▸ **STATED EXERCISE**:
Render the entries below as a JSON list of strings, one string per line, from the first line through the line containing "[25,60,125,97]", and skip blank lines. Leave the pictures out.
>> START DATA ENTRIES
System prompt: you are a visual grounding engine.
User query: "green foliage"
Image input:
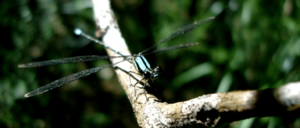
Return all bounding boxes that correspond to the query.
[0,0,300,128]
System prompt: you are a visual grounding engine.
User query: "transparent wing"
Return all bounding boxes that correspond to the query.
[18,55,122,68]
[140,17,215,54]
[25,60,125,97]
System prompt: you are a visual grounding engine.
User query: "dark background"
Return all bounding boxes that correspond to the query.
[0,0,300,128]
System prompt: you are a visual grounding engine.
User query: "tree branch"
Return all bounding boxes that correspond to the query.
[93,0,300,127]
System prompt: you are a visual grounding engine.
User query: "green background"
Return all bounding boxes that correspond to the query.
[0,0,300,128]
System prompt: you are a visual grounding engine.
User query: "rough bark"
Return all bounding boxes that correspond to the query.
[93,0,300,127]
>> END DATA ENTRIES
▸ **RIGHT ANSWER**:
[
  "System prompt: you are a visual grounding engine.",
  "User query: \"green foliage\"",
  "Image input:",
  "Return all bounding boxes that correspond to the query.",
  "[0,0,300,128]",
  "System prompt: you are a visual grounding engine.",
  "User query: \"transparent wing\"",
  "Return all bounding boxes that correspond to the query.",
  "[18,55,122,68]",
  "[140,17,215,54]",
  "[25,60,125,97]"
]